# EXERCISE REQUIREMENTS
Return each line of the records that contains the string "toilet". Treat uppercase and lowercase letters as distinct when matching.

==============================

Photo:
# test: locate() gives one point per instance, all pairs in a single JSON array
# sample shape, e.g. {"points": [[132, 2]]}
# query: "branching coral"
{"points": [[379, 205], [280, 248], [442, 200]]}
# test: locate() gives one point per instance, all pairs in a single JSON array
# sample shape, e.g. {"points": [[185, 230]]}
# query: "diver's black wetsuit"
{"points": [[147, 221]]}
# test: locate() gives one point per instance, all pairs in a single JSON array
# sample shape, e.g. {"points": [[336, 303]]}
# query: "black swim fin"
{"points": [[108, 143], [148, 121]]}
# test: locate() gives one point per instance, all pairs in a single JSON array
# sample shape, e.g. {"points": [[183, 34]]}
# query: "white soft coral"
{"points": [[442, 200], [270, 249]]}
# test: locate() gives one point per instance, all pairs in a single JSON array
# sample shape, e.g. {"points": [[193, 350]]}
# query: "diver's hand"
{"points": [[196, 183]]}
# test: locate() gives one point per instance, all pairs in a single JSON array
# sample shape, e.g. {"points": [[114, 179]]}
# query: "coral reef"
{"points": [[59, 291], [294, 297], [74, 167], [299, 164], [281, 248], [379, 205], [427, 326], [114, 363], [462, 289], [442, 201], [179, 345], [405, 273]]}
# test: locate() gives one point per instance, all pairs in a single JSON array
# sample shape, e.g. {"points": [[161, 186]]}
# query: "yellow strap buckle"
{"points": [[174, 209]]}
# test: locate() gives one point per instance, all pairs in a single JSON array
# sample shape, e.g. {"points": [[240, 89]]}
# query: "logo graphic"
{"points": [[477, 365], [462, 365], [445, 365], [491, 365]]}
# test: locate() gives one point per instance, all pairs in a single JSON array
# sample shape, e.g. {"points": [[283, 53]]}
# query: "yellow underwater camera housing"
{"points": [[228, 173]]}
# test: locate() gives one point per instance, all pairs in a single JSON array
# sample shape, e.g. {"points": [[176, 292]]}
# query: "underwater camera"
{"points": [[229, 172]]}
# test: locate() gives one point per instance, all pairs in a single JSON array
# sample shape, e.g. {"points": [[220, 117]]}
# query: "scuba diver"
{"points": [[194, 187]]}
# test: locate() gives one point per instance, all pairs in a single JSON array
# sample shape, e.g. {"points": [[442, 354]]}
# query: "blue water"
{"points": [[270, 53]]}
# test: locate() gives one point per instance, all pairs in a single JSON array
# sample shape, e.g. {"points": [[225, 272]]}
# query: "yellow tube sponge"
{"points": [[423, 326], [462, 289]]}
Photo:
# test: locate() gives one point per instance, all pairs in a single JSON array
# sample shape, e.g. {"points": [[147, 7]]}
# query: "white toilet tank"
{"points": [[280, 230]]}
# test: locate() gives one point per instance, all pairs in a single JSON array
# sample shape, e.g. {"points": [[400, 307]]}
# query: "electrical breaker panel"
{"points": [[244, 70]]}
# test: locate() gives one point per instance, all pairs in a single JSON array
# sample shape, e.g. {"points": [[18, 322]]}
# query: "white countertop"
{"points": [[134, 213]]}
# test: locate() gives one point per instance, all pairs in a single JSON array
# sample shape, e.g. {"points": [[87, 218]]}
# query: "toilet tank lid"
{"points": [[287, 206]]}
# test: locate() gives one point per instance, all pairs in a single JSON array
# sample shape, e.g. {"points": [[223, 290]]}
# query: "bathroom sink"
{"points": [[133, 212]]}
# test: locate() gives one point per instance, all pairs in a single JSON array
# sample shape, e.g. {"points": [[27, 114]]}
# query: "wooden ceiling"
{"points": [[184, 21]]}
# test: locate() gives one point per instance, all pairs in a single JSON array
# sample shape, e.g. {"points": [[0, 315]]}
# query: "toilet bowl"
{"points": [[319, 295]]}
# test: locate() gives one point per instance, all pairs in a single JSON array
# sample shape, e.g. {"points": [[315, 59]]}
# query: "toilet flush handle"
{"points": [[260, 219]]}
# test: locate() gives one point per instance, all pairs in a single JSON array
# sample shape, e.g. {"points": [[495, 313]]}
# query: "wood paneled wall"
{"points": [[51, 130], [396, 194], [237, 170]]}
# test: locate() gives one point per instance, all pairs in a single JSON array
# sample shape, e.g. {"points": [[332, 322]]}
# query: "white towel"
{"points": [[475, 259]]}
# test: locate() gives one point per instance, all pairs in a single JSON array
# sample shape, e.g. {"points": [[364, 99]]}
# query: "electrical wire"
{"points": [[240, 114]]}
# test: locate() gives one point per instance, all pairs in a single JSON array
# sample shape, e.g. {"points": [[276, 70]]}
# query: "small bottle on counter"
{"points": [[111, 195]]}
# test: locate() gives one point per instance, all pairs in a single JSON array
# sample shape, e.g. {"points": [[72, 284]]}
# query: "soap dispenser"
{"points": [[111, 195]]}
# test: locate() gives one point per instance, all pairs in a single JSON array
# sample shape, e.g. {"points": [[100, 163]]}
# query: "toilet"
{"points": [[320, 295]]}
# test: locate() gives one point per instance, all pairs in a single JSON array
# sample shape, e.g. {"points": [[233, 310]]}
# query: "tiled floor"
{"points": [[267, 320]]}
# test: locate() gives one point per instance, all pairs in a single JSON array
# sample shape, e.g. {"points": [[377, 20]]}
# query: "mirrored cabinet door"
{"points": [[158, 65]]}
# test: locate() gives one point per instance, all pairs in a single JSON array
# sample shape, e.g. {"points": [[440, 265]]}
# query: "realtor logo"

==============================

# WRITTEN ANSWER
# query: "white toilet tank"
# query: "toilet tank lid"
# query: "toilet bowl"
# query: "toilet flush handle"
# query: "toilet"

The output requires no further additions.